** WORK ORDER **
Every single entry must be restated word for word.

** MATERIAL FOR THE TASK **
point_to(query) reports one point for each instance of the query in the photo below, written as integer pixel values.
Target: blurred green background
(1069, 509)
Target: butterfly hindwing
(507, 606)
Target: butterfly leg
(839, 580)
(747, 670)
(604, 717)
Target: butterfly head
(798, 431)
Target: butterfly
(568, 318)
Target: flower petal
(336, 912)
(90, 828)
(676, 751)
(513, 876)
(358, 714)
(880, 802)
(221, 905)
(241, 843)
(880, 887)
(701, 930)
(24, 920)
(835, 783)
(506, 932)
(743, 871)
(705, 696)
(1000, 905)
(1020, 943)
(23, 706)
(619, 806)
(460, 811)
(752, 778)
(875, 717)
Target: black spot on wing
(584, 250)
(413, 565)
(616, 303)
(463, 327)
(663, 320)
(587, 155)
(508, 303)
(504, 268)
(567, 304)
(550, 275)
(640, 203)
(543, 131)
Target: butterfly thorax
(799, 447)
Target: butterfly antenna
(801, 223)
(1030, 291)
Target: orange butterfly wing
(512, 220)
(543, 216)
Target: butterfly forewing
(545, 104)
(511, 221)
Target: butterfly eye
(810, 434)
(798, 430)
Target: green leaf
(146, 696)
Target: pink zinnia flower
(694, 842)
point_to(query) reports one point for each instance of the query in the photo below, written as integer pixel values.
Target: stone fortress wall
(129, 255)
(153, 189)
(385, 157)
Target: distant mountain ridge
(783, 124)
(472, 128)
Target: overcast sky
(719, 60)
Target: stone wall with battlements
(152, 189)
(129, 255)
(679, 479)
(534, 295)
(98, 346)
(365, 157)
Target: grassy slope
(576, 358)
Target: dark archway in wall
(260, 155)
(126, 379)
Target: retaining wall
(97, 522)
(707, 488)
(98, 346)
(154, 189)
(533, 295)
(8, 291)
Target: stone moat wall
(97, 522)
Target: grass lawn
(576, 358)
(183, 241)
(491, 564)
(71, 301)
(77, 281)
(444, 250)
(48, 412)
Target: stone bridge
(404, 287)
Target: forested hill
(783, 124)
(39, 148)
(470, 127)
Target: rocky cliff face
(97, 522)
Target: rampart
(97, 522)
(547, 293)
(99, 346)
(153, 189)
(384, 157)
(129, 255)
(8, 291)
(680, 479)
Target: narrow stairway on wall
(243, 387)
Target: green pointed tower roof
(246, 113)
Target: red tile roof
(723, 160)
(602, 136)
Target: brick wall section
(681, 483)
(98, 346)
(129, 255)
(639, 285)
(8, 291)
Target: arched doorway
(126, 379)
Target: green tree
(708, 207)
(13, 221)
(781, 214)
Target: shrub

** SOLUTION FOR THIS PROBLEM **
point_to(query) reports one point for each instance of the query in the photo below, written as integer pixel values.
Target: blurred green background
(1069, 509)
Target: butterfly hindwing
(507, 606)
Target: butterfly leg
(839, 580)
(747, 670)
(604, 717)
Target: butterfly head
(798, 431)
Target: butterfly
(568, 318)
Target: flower petal
(336, 912)
(90, 828)
(676, 751)
(513, 876)
(358, 714)
(880, 802)
(221, 905)
(241, 843)
(880, 887)
(701, 930)
(24, 920)
(835, 783)
(506, 932)
(743, 871)
(705, 696)
(1000, 905)
(1020, 943)
(23, 706)
(619, 806)
(460, 811)
(752, 778)
(875, 717)
Target: black spot on wing
(584, 250)
(413, 565)
(616, 303)
(463, 327)
(663, 320)
(587, 155)
(508, 303)
(504, 268)
(567, 304)
(550, 275)
(640, 203)
(543, 131)
Target: butterfly thorax
(799, 447)
Target: butterfly antenna
(801, 223)
(1030, 291)
Target: orange butterfly wing
(512, 220)
(543, 216)
Target: butterfly forewing
(545, 104)
(511, 221)
Target: butterfly eye
(810, 434)
(798, 430)
Target: green leaf
(146, 696)
Target: pink zinnia flower
(694, 842)
point_to(query) reports one point for each instance of the query in the photo below, written as integer pixel values.
Target: stone fortress wall
(129, 255)
(153, 189)
(385, 157)
Target: distant mountain ridge
(783, 124)
(472, 128)
Target: overcast sky
(719, 60)
Target: stone wall with battlements
(152, 189)
(129, 255)
(679, 479)
(534, 295)
(98, 346)
(365, 157)
Target: grassy slope
(576, 358)
Target: dark archway in wall
(260, 155)
(126, 379)
Target: retaining wall
(97, 522)
(707, 488)
(98, 346)
(154, 189)
(533, 295)
(8, 291)
Target: stone moat wall
(97, 522)
Target: grass lawn
(576, 358)
(183, 241)
(491, 564)
(71, 301)
(77, 281)
(444, 250)
(48, 412)
Target: stone bridge
(404, 287)
Target: forested hill
(783, 124)
(39, 148)
(470, 127)
Target: rocky cliff face
(97, 522)
Target: rampart
(97, 522)
(547, 293)
(99, 346)
(153, 189)
(384, 157)
(129, 255)
(8, 291)
(680, 479)
Target: narrow stairway on wall
(243, 387)
Target: green pointed tower roof
(246, 113)
Target: red tile roof
(723, 160)
(602, 136)
Target: brick wall section
(681, 483)
(98, 346)
(129, 255)
(639, 285)
(8, 291)
Target: arched doorway
(126, 379)
Target: green tree
(708, 207)
(13, 221)
(781, 214)
Target: shrub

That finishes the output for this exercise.